What is expected:
Your answer must be an exact transcription of every record below, with the pictures omitted.

Stored entries
********************

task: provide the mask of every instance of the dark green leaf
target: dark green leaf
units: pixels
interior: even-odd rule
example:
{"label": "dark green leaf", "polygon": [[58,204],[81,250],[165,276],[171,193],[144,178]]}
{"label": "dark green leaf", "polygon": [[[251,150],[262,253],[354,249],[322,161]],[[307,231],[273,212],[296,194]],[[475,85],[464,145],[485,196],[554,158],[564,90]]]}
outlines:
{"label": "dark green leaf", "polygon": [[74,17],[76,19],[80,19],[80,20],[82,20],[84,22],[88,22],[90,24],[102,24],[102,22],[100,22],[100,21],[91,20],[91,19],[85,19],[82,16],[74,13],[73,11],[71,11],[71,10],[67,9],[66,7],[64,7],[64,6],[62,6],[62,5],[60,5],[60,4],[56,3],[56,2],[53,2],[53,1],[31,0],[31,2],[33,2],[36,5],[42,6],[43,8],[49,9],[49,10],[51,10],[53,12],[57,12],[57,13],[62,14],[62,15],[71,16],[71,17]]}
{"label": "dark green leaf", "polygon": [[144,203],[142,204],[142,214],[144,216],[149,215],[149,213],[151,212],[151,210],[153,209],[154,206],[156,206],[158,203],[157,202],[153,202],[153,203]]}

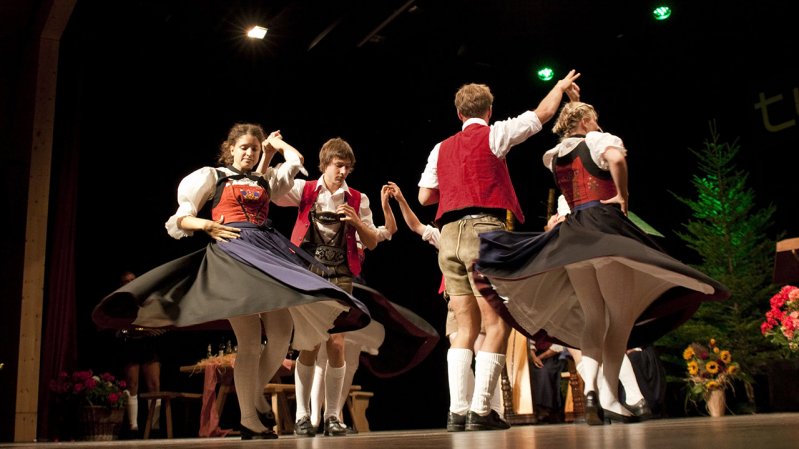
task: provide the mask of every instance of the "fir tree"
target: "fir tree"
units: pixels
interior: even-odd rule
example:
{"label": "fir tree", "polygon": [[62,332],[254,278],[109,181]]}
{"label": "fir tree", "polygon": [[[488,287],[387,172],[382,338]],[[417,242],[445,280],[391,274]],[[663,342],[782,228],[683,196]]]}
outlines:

********************

Solved problem:
task: provide the mask of every instance of the dark green leaf
target: dark green leaf
units: pixels
interior: even-odd rule
example:
{"label": "dark green leaf", "polygon": [[58,204],[81,250],[165,276],[171,193],[144,178]]}
{"label": "dark green leaf", "polygon": [[[251,150],[262,253],[354,249],[322,161]],[[307,231],[273,212],[296,194]],[[475,85],[464,145],[485,196],[554,158],[564,90]]]}
outlines:
{"label": "dark green leaf", "polygon": [[74,17],[76,19],[80,19],[80,20],[82,20],[84,22],[88,22],[90,24],[102,24],[102,22],[100,22],[100,21],[91,20],[91,19],[85,19],[82,16],[74,13],[73,11],[71,11],[71,10],[67,9],[66,7],[64,7],[64,6],[62,6],[62,5],[60,5],[60,4],[56,3],[56,2],[53,2],[53,1],[31,0],[31,2],[33,2],[36,5],[42,6],[43,8],[49,9],[49,10],[51,10],[53,12],[57,12],[57,13],[62,14],[62,15],[71,16],[71,17]]}
{"label": "dark green leaf", "polygon": [[144,203],[142,204],[142,214],[144,216],[149,215],[149,213],[151,212],[151,210],[153,209],[154,206],[156,206],[158,203],[157,202],[153,202],[153,203]]}

task: provide the mask of every instance of the "fir tree"
target: "fir tree"
units: pixels
interior: even-odd rule
example:
{"label": "fir tree", "polygon": [[62,332],[254,278],[109,181]]}
{"label": "fir tree", "polygon": [[[488,287],[387,172],[382,338]],[[417,242],[445,280],[391,274]],[[663,342],[782,228],[683,196]]]}
outlines:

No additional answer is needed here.